Copy out all of the data exactly as it appears.

=== Data extract ===

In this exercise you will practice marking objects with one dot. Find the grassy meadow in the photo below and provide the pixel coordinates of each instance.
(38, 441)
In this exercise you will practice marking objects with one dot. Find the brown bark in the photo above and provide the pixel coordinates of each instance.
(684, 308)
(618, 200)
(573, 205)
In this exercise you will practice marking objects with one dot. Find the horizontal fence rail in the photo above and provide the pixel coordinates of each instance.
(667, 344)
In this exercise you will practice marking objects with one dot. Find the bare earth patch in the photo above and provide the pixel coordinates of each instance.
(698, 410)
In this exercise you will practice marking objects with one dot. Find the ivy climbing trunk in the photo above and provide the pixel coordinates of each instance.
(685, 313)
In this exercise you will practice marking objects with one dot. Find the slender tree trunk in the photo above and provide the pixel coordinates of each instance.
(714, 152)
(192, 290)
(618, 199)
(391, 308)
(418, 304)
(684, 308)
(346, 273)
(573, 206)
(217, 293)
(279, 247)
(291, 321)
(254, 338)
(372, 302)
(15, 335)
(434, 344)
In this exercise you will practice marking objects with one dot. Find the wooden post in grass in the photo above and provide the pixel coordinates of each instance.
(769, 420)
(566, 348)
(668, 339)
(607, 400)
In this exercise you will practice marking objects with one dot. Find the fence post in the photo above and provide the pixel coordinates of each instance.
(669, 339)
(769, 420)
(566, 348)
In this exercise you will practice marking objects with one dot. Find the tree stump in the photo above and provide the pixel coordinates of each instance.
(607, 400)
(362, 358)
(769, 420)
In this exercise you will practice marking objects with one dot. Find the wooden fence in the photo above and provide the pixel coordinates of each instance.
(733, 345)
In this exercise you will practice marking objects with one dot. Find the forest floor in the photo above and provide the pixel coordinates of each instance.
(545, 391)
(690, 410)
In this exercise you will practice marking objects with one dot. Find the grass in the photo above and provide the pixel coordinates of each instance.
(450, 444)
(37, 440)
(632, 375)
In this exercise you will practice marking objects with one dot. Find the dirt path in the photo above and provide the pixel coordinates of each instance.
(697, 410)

===

(Task output)
In this exercise you will practice marking objects with one dot. Find the grassy meadow in the photo below and provide the pixel coordinates of each instance.
(38, 441)
In this exercise you will practice marking objects with one dot. Find the brown bark in the photo above and provide the pixel coordinates of each instance.
(684, 308)
(618, 200)
(573, 205)
In this exercise you will practice marking objects with one dot. Find the horizontal fence rail in the photo above and provide the pixel coordinates of each instance.
(667, 344)
In this exercise you will practice marking objects with one dot. Find the bare earth patch in the photo above and provide the pixel coordinates of each instance.
(698, 410)
In this exercise you will practice marking objects with one dot. Find the ivy climbing trunk in the photo above and provide the pixel coordinates of each instance.
(685, 313)
In this exercise you will practice marking objects with one dot. Find the slender tree trunk in the photo above and provide the pixel coordinates of each instance.
(714, 152)
(192, 290)
(618, 199)
(391, 308)
(418, 304)
(684, 308)
(346, 273)
(573, 206)
(217, 293)
(279, 247)
(291, 321)
(254, 338)
(372, 302)
(15, 335)
(434, 344)
In this exercise you will practice marking objects with one dot. Find the wooden post in grass in the photo above and provide the pixel coordinates of each instance.
(769, 420)
(566, 348)
(668, 339)
(607, 400)
In this exercise you will practice marking objects with one dot. Find the fence post in the photo above and provide the pixel coordinates of each instance.
(669, 339)
(769, 420)
(566, 348)
In this exercise you will practice marking objects with one dot. Find the tree stump in the photo above and provide the pixel coordinates of each instance.
(607, 400)
(362, 358)
(769, 420)
In this exercise you will practice marking objects with one dot. Find the wooden fence in the photo above and provide the pixel coordinates of each instance.
(733, 345)
In this exercise you will practice marking objects with one dot. Find the forest floor in the photo above and provide the pixel coordinates of each instance.
(545, 391)
(690, 410)
In this exercise you will practice marking objects with one dot. Find the grass in the photo above and provide the pixel coordinates of each instance.
(450, 444)
(37, 440)
(632, 375)
In this exercise you will practice marking objects with one dot. Find the dirt path in the photo above and provide the pixel coordinates of each instance.
(697, 410)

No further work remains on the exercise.